◆ **課題内容**:
以下の東洋医学史の授業に関する文章について、次の問いに答えてください。
(a) 昨年の授業は何回しかなかったと述べられていますか。
(b) 近代史では、どのような情報が少ないとされていますか。
(c) 昭和に東洋医学廃止論を発布しそうになったのは誰ですか。

◆ **読解文**:
今年も東洋医学史に向き合うために考えていることを整理してみる/日々の写真/#9
東豪です。医学史の授業日数が倍になったので、構成を考えている。昨年感じた課題を整理しつつ、学生に何を伝えたら良いか考えてみよう。
昨年の課題
1.授業の単位が少ない(5回しかない…)
何気にこれが一番の理由だったと思うが、これ以上多くても昨年の僕には対応することが出来なかったと思うので、これはこれでちょうど良かったのだと思う。授業日数が倍になったので、ただ順を追ってなぞるようではなく、情報に濃淡を付けてやっていきたい。
具体的には、①知ってて欲しいところは、お見知りおきを程度にする。②理解して欲しいところは、時代の流れや人の求めに応じて起こった現象のメカニズムを、言葉や図で説明する。③考えて欲しいところは、現在わかっていること・議論されていることを提起して、それを聞いて何を感じでどう考えるか(そもそも感じるための基礎知識がないと出来ないこともあるが、自分で感じて、情報の文脈と要点を整理して、その上でどう考えるか、という臨床の思考の型と同じなので、日頃から訓練になる)、そんなことが出来たらいいな~と思っている。
2.近代史の重要性
東洋医学は2000年前の古代の医学なので、その本質や言わんとするところを認知するためには、それなりに古い文献や人物に当たらなければならない。しかしながら、今現在を知る上で最も直結した歴史は何かといえば、間違いなく近代史だろう。
近代史は抽象化された情報(「つまり~~」とか「要は~~」とか、大枠や方向性を掴むための情報)が少なく、散乱した情報に触れて整理するところから始まるので、昨年は触れられずにいた。
触れられずにいたあるいは触れたくなかった理由の一つに、明治には漢方家が国策でキツい目にあったり、世界に類を見ない鍼灸師という医療類似行為に相当する不思議な立場となっていたり、昭和にはマッカーサーによって東洋医学廃止論が発布されそうになったりと、被害者論調が多いことも挙げられる。
今ならば理解できる、西洋近代化といった産業革命・科学革命によって時代のモノゴトの見方(美徳や価値観や善悪の基準など)が変わり、世界中の誰にも止められない濁流となって押し寄せてきた、いわば洪水のようなもの。
その濁流にさらされたからとて、東洋医学が色あせるということでもないし、科学の洗礼を受け入れることで磨かれた部分もある。一方で、様々なものの見方や考え方(パラダイム)がある中で、科学がパラダイムの内の一つであることも理解されてきて、異なるパラダイムに属する東洋医学をどう科学化するのかという問題提起をする関係性にもなっている。今は、そんな時代の流れを感じるようになってきた。

◆ **記載行一覧**:
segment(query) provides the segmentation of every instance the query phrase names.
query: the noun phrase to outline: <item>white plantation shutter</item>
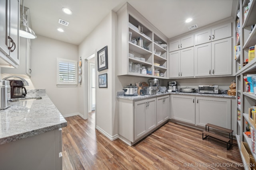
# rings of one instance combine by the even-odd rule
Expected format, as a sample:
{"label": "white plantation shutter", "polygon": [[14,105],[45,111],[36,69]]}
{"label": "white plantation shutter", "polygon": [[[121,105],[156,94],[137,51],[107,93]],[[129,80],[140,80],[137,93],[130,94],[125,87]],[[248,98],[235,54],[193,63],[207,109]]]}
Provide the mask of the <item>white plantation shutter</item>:
{"label": "white plantation shutter", "polygon": [[77,84],[77,62],[57,59],[57,84]]}

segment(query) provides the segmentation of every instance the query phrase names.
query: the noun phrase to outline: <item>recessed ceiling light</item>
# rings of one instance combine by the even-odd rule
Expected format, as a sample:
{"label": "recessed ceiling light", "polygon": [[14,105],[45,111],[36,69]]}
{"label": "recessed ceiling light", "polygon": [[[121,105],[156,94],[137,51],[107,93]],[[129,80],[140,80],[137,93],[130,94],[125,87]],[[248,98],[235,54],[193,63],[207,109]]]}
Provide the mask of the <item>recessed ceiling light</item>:
{"label": "recessed ceiling light", "polygon": [[64,30],[62,28],[59,28],[58,29],[57,29],[57,30],[59,31],[60,32],[64,32]]}
{"label": "recessed ceiling light", "polygon": [[190,22],[191,22],[191,21],[192,21],[192,18],[188,18],[186,20],[186,23]]}
{"label": "recessed ceiling light", "polygon": [[67,8],[62,8],[62,10],[63,12],[68,15],[72,15],[72,11]]}

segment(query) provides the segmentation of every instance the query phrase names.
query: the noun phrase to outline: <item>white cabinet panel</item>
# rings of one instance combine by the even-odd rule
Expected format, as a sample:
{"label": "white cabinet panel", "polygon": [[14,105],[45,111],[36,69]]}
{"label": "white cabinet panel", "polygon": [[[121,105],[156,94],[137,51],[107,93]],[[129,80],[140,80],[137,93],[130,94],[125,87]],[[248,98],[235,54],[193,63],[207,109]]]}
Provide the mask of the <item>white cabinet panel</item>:
{"label": "white cabinet panel", "polygon": [[146,105],[147,100],[134,102],[134,139],[145,134],[146,128]]}
{"label": "white cabinet panel", "polygon": [[172,95],[172,119],[194,124],[194,96]]}
{"label": "white cabinet panel", "polygon": [[169,43],[169,52],[184,49],[194,46],[194,35],[182,37]]}
{"label": "white cabinet panel", "polygon": [[19,64],[20,2],[1,0],[0,9],[0,64],[17,67]]}
{"label": "white cabinet panel", "polygon": [[231,37],[231,23],[212,28],[212,41],[218,40]]}
{"label": "white cabinet panel", "polygon": [[195,76],[211,75],[212,58],[211,43],[195,47]]}
{"label": "white cabinet panel", "polygon": [[230,99],[196,97],[196,124],[205,127],[208,123],[231,129]]}
{"label": "white cabinet panel", "polygon": [[149,131],[156,126],[156,98],[148,99],[146,107],[146,128]]}
{"label": "white cabinet panel", "polygon": [[230,37],[231,33],[231,23],[200,31],[195,35],[195,45]]}
{"label": "white cabinet panel", "polygon": [[211,29],[207,29],[195,35],[195,45],[211,42]]}
{"label": "white cabinet panel", "polygon": [[194,47],[170,53],[170,78],[194,76]]}
{"label": "white cabinet panel", "polygon": [[160,125],[169,118],[169,95],[156,98],[156,125]]}
{"label": "white cabinet panel", "polygon": [[194,70],[194,47],[180,50],[180,77],[193,77]]}
{"label": "white cabinet panel", "polygon": [[232,74],[231,38],[212,43],[212,74],[215,76]]}
{"label": "white cabinet panel", "polygon": [[156,126],[156,98],[134,102],[134,140]]}
{"label": "white cabinet panel", "polygon": [[195,76],[232,74],[232,38],[195,47]]}
{"label": "white cabinet panel", "polygon": [[178,77],[180,70],[180,51],[170,53],[169,56],[169,76],[170,78]]}

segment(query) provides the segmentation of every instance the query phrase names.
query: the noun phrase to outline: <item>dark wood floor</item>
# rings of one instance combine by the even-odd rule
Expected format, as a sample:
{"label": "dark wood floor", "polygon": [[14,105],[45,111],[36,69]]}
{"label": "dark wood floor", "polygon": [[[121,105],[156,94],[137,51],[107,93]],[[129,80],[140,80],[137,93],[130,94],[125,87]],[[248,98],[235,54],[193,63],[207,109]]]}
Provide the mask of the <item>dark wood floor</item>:
{"label": "dark wood floor", "polygon": [[202,132],[169,122],[135,146],[111,141],[94,129],[94,113],[88,120],[66,118],[62,128],[62,164],[71,170],[244,169],[236,143],[212,138]]}

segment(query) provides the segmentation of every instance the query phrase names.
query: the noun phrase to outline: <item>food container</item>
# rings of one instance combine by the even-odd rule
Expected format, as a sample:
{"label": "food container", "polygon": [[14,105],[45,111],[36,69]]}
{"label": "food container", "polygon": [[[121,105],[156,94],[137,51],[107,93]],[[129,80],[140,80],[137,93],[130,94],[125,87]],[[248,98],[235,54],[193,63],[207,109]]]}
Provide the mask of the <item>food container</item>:
{"label": "food container", "polygon": [[155,54],[156,55],[160,56],[161,55],[161,54],[162,54],[162,52],[161,51],[156,51]]}
{"label": "food container", "polygon": [[134,44],[135,45],[137,45],[137,40],[135,38],[132,39],[132,43]]}
{"label": "food container", "polygon": [[143,88],[144,94],[148,95],[153,95],[156,94],[158,90],[156,86],[145,86]]}
{"label": "food container", "polygon": [[159,76],[159,71],[155,70],[155,73],[154,75],[156,76]]}
{"label": "food container", "polygon": [[123,90],[124,91],[125,96],[138,96],[138,87],[130,84],[129,86],[124,87]]}

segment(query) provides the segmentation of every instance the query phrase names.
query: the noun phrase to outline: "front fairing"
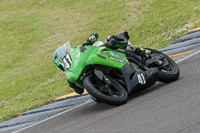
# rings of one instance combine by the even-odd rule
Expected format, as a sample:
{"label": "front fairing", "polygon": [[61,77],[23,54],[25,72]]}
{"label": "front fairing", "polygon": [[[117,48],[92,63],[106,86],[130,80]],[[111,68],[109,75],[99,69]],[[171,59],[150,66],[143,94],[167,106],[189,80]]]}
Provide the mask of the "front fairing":
{"label": "front fairing", "polygon": [[120,69],[127,63],[125,54],[106,47],[80,46],[72,49],[69,55],[72,62],[70,68],[65,68],[66,77],[79,86],[82,86],[79,77],[85,66],[98,64]]}

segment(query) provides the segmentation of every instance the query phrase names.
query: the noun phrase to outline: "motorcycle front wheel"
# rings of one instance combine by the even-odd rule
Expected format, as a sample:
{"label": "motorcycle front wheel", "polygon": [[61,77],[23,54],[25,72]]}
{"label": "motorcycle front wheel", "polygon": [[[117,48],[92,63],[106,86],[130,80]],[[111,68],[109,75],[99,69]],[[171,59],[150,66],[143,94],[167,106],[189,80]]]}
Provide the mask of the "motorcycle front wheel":
{"label": "motorcycle front wheel", "polygon": [[127,102],[128,92],[113,78],[107,77],[111,82],[106,84],[93,74],[83,80],[83,86],[88,93],[102,103],[119,106]]}

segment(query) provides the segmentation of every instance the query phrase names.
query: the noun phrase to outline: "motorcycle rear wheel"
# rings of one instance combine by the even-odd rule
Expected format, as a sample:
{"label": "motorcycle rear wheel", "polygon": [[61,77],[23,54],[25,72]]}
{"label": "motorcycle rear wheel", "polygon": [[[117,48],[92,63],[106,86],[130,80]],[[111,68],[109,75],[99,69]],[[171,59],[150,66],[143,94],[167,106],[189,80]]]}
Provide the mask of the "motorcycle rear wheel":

◆ **解答**:
(a) 5回です。
(b) 抽象化された情報です。
(c) マッカーサーです。